- **Provided records**:
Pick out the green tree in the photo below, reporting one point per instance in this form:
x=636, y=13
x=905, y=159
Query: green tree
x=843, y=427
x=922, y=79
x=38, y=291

---

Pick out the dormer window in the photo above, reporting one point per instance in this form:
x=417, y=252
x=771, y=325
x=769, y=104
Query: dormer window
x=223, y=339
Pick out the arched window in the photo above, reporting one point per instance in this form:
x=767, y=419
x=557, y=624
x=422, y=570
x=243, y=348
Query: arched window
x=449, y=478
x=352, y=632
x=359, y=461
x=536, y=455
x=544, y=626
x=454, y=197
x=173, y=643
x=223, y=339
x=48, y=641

==

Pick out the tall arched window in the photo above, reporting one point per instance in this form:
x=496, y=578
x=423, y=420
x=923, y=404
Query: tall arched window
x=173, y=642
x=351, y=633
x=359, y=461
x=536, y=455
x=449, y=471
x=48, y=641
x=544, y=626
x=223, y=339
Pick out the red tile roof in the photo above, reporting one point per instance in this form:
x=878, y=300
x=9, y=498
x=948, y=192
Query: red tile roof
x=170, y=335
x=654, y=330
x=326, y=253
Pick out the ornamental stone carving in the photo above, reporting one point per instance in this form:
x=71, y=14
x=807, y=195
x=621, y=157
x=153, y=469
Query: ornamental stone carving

- **Short exercise**:
Please write out again the lines from the one with "Pick out the green" up to and including the one with "x=38, y=291", scaling each coordinate that follows the "Query" line by 0.3 and rounding to whole numbers, with halves rounded up. Leave every other number as it is.

- **Solution to this problem**:
Pick out the green tree in the photo below, reporting one point per instance in this form:
x=636, y=13
x=905, y=159
Query: green tree
x=253, y=128
x=277, y=24
x=11, y=87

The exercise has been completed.